[保存済みの項目]
------------------------------------------------------------------------
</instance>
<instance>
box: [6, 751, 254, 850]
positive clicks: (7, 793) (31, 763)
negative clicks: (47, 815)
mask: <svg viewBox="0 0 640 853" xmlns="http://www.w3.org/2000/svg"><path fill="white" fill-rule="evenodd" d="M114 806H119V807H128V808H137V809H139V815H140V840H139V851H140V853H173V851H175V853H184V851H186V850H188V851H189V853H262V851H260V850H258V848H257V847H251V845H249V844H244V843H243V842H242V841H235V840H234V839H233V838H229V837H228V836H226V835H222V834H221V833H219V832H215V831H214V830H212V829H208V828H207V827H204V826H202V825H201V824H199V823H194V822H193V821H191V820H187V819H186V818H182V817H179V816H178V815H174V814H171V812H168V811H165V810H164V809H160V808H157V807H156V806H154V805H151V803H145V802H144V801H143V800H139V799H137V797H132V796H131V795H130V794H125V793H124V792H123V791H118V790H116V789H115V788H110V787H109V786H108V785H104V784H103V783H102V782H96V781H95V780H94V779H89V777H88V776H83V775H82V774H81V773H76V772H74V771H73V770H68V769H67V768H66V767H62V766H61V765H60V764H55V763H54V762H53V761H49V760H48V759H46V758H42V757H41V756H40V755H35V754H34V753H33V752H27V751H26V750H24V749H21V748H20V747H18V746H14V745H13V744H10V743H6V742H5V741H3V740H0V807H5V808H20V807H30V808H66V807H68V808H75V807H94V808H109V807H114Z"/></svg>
------------------------------------------------------------------------
課題>
上の項目すべてについて、「clicks」を「points」に置き換えて書き直してください。ほかの部分は変えないでください。

回答>
</instance>
<instance>
box: [6, 751, 254, 850]
positive points: (7, 793) (31, 763)
negative points: (47, 815)
mask: <svg viewBox="0 0 640 853" xmlns="http://www.w3.org/2000/svg"><path fill="white" fill-rule="evenodd" d="M114 806H119V807H128V808H137V809H139V815H140V840H139V851H140V853H173V851H175V853H184V851H186V850H188V851H189V853H262V851H260V850H258V848H257V847H251V845H249V844H244V843H243V842H242V841H235V840H234V839H233V838H229V837H228V836H226V835H222V834H221V833H219V832H215V831H214V830H212V829H208V828H207V827H204V826H202V825H201V824H199V823H194V822H193V821H191V820H187V819H186V818H182V817H179V816H178V815H174V814H171V812H168V811H165V810H164V809H160V808H157V807H156V806H154V805H151V803H145V802H144V801H143V800H139V799H137V797H132V796H131V795H130V794H125V793H124V792H123V791H118V790H116V789H115V788H110V787H109V786H108V785H104V784H103V783H102V782H96V781H95V780H94V779H89V777H88V776H83V775H82V774H81V773H76V772H74V771H73V770H68V769H67V768H66V767H62V766H61V765H60V764H55V763H54V762H53V761H49V760H48V759H46V758H42V757H41V756H40V755H35V754H34V753H33V752H27V751H26V750H24V749H21V748H20V747H18V746H14V745H13V744H10V743H6V742H5V741H3V740H0V807H5V808H20V807H30V808H66V807H68V808H75V807H94V808H109V807H114Z"/></svg>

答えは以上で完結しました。